**What you need to do:**
a) In the article on Bangladesh's non-performing loans, what NPL ratio did the business and trade sector record as of December 2025?
b) Pick up the article on Bangladesh's non-performing loans after its final sentence and keep writing.

++++ Page extract ++++

A sharp escalation in non-performing loans (NPLs) within key sectors of the economy has heightened concerns over financial stability, investment flows, and future growth prospects. The latest data released by Bangladesh Bank indicate that the country’s banking sector is facing mounting pressure as defaulted loans continue to accumulate at an unsettling pace.
As of December 2025, the business and trade sector recorded an NPL ratio of 42 per cent—one of the highest levels observed in recent years. This sector alone accounted for Tk594,624.55 crore in outstanding loans, representing roughly 33 per cent of the total credit extended by banks. The scale of default within such a critical segment of the economy has raised serious questions about credit discipline and regulatory oversight.
Despite a slight improvement from September 2025, when total loans in the sector stood at Tk574,187 crore, the marginal decline in NPLs offers little reassurance. Economists caution that such elevated levels of bad loans can weaken banks’ lending capacity, discourage fresh investment, and slow economic momentum.

++++ Dataset extract ++++

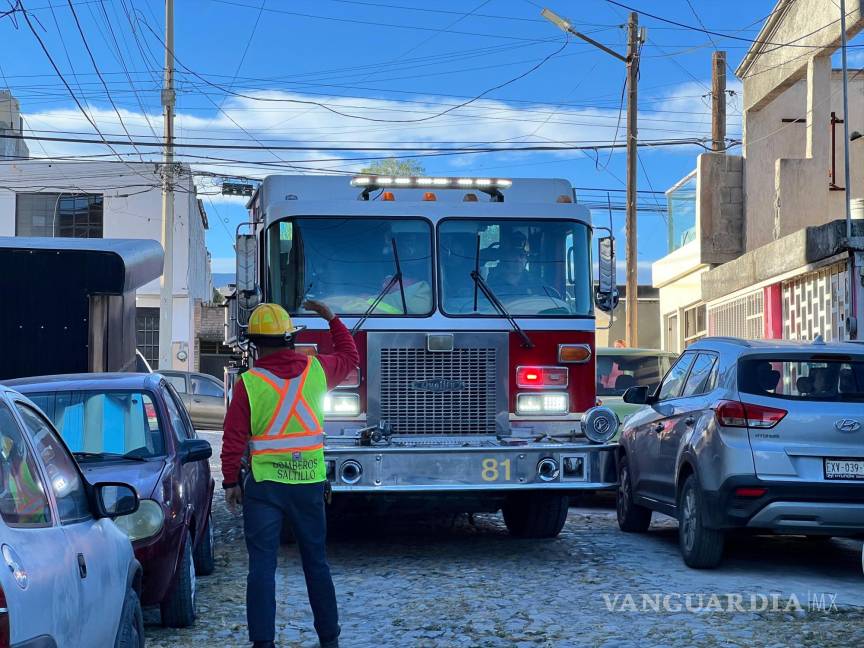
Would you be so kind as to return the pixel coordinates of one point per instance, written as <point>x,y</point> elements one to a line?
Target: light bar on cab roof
<point>442,183</point>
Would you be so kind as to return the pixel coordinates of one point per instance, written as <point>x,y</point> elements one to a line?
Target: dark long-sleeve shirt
<point>285,364</point>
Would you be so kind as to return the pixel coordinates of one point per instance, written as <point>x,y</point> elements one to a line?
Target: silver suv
<point>766,436</point>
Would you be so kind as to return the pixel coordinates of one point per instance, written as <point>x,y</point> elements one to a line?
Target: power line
<point>247,147</point>
<point>710,32</point>
<point>361,117</point>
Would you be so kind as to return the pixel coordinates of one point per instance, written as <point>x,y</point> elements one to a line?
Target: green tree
<point>394,167</point>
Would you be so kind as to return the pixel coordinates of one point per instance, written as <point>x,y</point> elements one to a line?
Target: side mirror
<point>247,271</point>
<point>606,296</point>
<point>195,450</point>
<point>637,395</point>
<point>114,499</point>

++++

**Activity answers:**
a) 42 per cent

b)
The industrial sector, which absorbs the largest share of bank lending at 43 per cent, also reflects significant stress. By December, total loans in this sector reached Tk764,117 crore, of which 30.8 per cent had turned non-performing. Although this marks an improvement from the 37 per cent NPL ratio recorded three months earlier, the figure remains considerably high and indicative of persistent structural challenges.
Key Loan Indicators by Sector (December 2025)
| Sector | Total Loans (Tk crore) | Share of Lending | NPL Ratio (%) | Change from Sept 2025 |
|---|---|---|---|---|
| Business & Trade | 594,624.55 | 33% | 42.0 | Slight decline |
| Industrial Sector | 764,117.00 | 43% | 30.8 | ↓ from 37% |
Banking professionals cite weak governance, inadequate due diligence, and political influence as major contributors to rising defaults, particularly in the industrial segment. Allegations persist that certain borrowers secure large loans through irregular means and subsequently transfer funds abroad, leaving banks with limited recovery options.
Conversely, industrialists highlight external economic pressures. The aftershocks of the COVID-19 pandemic have driven up production costs and disrupted supply chains, squeezing profit margins and undermining repayment capacity. These factors have collectively contributed to a growing pool of distressed loans.
A senior banking executive warned that sustained high levels of NPLs could precipitate a broader financial strain. Liquidity shortages may emerge, forcing banks to tighten lending standards and increase interest rates to mitigate risks. Such measures, in turn, could dampen private sector investment and hinder job creation.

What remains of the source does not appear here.